» **Given request**: Copy the listing below with every "pin" swapped for "marker" and all other text unchanged. Leave out the pictures.

» **Stored records**:

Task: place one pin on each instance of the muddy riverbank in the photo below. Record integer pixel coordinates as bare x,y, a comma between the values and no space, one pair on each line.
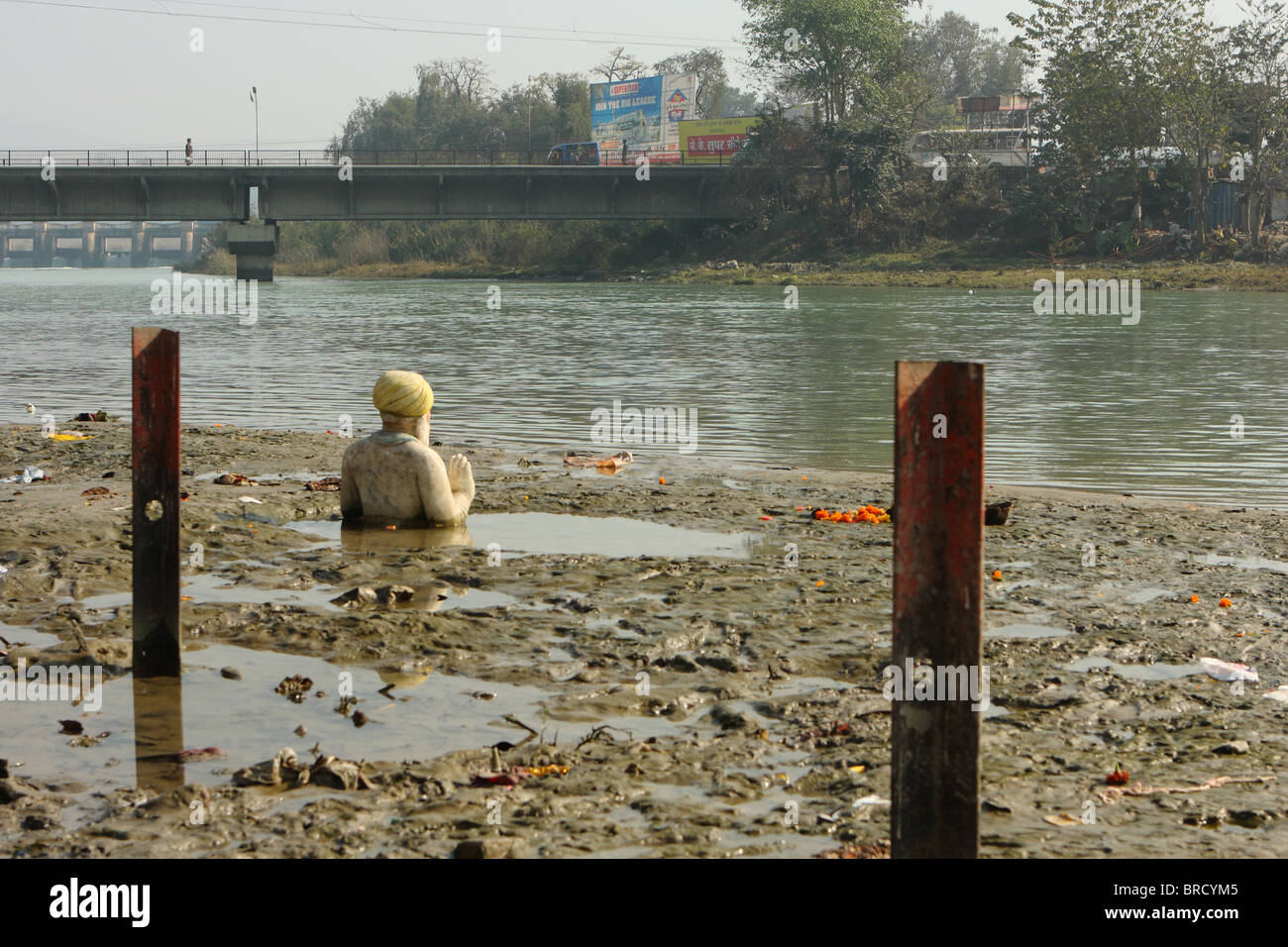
713,696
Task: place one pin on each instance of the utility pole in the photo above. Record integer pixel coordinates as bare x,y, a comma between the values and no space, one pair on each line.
529,119
254,97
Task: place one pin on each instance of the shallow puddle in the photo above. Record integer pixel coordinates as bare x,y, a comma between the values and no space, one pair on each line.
1158,672
211,587
1022,630
545,534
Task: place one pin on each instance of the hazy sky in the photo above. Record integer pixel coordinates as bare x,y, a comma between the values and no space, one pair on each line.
121,72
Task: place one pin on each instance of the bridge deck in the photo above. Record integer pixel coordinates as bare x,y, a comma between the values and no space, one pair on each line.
364,192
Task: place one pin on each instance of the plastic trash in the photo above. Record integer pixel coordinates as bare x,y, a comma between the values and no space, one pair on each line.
27,475
1227,671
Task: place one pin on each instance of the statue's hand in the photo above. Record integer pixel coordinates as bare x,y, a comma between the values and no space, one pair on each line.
460,475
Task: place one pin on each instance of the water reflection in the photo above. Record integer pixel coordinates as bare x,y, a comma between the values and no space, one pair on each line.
356,538
159,732
1072,401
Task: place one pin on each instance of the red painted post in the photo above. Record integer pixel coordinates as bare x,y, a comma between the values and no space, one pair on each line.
938,599
156,502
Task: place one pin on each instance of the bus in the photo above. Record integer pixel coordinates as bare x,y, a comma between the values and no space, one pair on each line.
1001,147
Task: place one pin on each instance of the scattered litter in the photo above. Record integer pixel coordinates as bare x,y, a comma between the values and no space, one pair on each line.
1061,818
209,753
294,688
858,849
1227,671
286,770
1113,793
233,480
27,475
864,514
384,594
612,463
997,513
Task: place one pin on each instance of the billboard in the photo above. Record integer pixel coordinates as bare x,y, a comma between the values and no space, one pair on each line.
713,141
643,115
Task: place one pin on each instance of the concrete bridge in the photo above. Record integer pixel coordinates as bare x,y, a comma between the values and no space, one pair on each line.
91,244
38,187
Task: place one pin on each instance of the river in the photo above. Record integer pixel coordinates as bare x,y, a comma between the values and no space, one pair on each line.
1073,401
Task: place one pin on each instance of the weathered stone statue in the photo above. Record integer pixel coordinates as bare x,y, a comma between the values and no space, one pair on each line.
394,476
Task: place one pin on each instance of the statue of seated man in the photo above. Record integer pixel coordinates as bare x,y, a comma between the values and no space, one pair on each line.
394,476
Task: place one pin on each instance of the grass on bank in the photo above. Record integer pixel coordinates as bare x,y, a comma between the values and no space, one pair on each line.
973,264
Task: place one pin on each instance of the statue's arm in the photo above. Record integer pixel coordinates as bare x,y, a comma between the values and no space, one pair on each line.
351,501
446,499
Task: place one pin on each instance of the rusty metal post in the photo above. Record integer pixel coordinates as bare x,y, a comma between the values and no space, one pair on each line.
156,502
938,598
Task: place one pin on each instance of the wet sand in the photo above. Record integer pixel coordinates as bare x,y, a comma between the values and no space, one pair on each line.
725,702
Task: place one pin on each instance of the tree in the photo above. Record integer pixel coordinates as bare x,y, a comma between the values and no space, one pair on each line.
840,53
1104,97
952,56
712,77
1258,47
1198,81
618,65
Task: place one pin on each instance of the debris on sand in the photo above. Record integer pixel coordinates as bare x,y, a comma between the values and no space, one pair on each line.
612,463
859,849
294,688
1113,793
997,513
284,770
366,594
206,753
233,480
1228,671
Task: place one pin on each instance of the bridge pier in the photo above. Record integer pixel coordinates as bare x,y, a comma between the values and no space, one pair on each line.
91,247
141,248
254,247
43,245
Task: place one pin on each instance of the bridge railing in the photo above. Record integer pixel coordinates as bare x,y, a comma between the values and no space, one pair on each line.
233,158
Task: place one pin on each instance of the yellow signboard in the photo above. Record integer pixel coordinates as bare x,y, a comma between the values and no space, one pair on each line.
713,141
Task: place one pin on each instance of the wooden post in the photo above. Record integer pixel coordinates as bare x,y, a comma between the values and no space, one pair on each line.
938,595
156,502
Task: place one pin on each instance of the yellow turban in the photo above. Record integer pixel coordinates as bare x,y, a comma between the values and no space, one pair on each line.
403,393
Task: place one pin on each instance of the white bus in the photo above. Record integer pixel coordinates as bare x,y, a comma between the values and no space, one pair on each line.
1003,147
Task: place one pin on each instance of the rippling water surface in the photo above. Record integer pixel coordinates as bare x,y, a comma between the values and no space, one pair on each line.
1074,401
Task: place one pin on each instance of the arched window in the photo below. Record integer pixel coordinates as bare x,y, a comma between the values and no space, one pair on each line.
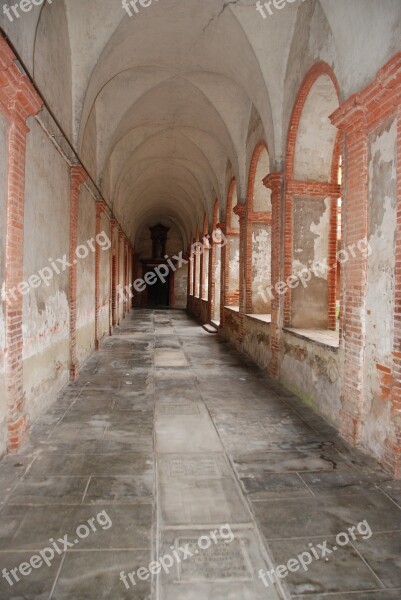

» **Written response**:
Task: place one marker on each instance of the muddy riverbank in the photo below. Record integer pixel coordinates as bare x,y, a comma between the values and no space, one pair on each line.
713,696
Task: place one marker on each instance of the utility pole in the photo above. Record integer pixel coordinates as bare x,y, a comma between the values and no space, one pair on each line.
529,119
254,97
Task: place one marker on each instance of the shallow puddle in the photo above. Record integer pixel coordinates as bare x,y, a comma between the values and no space, one pair on each line.
1158,672
211,587
1022,630
545,534
Task: place one marker on each instance of the hazy sky in the photo above. Record integer pixel coordinates as bare x,y, a comma between the values and no space, one pair on each line.
121,72
Task: place one marker on each instance of the bridge deck in the photo above. Record integer pixel coordinates as bare x,y, a comma between the values and no space, one pair on each line.
364,192
Task: place one marker on each instance of the plastic trash in the photo above. Record integer pixel coordinates as bare x,y, a comma between the values and no space, one pair on each line.
27,475
1227,671
Task: place one marker on each instance of the statue's hand in the photo above. Record integer pixel coordinates as bare x,y, a comma between the values and no space, one pair on each line.
460,475
Task: place one marker on each instance of the water reflection in the photo above. Record integer pixel coordinates as bare x,y, a comma between the values and no space, one pair on each line.
356,538
159,732
1072,401
Task: place one marker on each instance of the red painted post in the photo above. Record integer pixel coordinates as bare x,y, a comma between the values and no space, one pair on each line.
938,599
156,502
Task: place one marker on each instance of the bus in the photo above. Record integer pixel coordinates as bare x,y, a comma between the values and no space, one pair on each line.
1001,147
Task: place one marker on each instance of the scattered litter in the photo above. Record integer pixel coordinates as bare x,y, a comma between the values and no space, one pair on each line.
1061,818
209,753
294,688
858,849
1227,671
286,770
1113,793
233,480
27,475
864,514
384,594
612,463
997,513
Task: place one marker on each instance of the billboard in the photo above. Record integer pixel coordinates as bare x,y, a comma between the values and no space, one pair on each line.
713,141
643,115
Task: place one marker on each instance of the concrete bridge in the photo above. Record integer pixel coordinates as bare x,y, a comma between the values and no space, one pair on each line.
91,244
38,187
Task: place one marker on each instance of the river in the photo above. Record integer pixel coordinates as bare x,y, a comma between the values and no space, one pair on each line.
1073,401
Task: place one marker on each instance of the weathered stone statue in the photo above. Record integer pixel coordinates as bare x,y, a comma between the values and no space, one pair on each line.
394,476
Task: place one marker on each instance of the statue of seated man in the photo above. Record integer pixel coordinates as bare x,y, a comma between the values and no space, one pair on each line.
394,476
Task: place one marker on each instance of the grass on bank in the photo above. Record integer pixel coordinates as bare x,y, a comma between the values and no space, one pair on each line.
973,264
Task: place one marker on each instance of the statue's arm in the photo above. Record integer pixel coordinates as bare x,y, a comma between the values and no space, one pair on each line.
351,501
446,499
Task: place one marker on each instance of the rusty metal post in the photo above. Record integer pixel coordinates as bare x,y, a comma between the values and no space, one pair on each line.
156,502
938,598
Task: place one marker on each instance of the wet sand in the photo above. Record integer pixel coordinates as bare x,y, a comma between the values and no space, one pair on each line.
725,702
Task: place one marker on each instance of the tree in the photo above. Record integer pixel coordinates as bare x,y, a comma between the values and no space, one pair on each line.
840,53
1104,97
952,56
712,77
1258,47
1198,81
618,65
Task: place one marker on each instance of the debris on sand in the photo above. Record integer pixel coordinates as bare x,y, a comma between the values and no space, one pair on each line.
612,463
859,849
294,688
1113,793
997,513
284,770
366,594
206,753
233,480
1228,671
Task: place one marker on each instance of the bridge pier in the photo above. Record integer pixel coordinates as bare x,y, a comma between the values and no space, one pair on each line.
91,247
141,248
254,247
43,245
Task: place one marker on each instance of the bridge railing in the photo above. Record integer pixel coordinates as bare x,y, a comma between the values and no space, one pair on each line.
233,158
Task: place one marker on each instance of the yellow signboard in the photo above. Record integer pixel coordinates as bare x,y, a comma between the values and no space, one pair on each line.
713,141
Task: place one marker on each instance of the wooden post in the photo above. Record integer pixel coordinates as bare x,y, a comma between the values and no space, one pair on each line.
938,595
156,502
Task: place one marker on each instance of the yellow turban in the photo above. Record integer pixel coordinates as bare x,y, a comma between the values and no space, one pair on each line.
403,393
Task: place one marker on each instance of the white bus in the photo above. Record integer pixel coordinates as bare x,y, a comma between the values and no space, one pair on each line.
1003,147
Task: place one marker on each instance of the rippling water surface in the photo above. Record integer pixel coordinates as bare x,y, a comma between the values and no space, one pair on each line.
1074,401
Task: place one marker on each instance of the arched window in the photo below. Record integer pixel coordinates as bare x,y, a comma between the values and no space, one pair on each line.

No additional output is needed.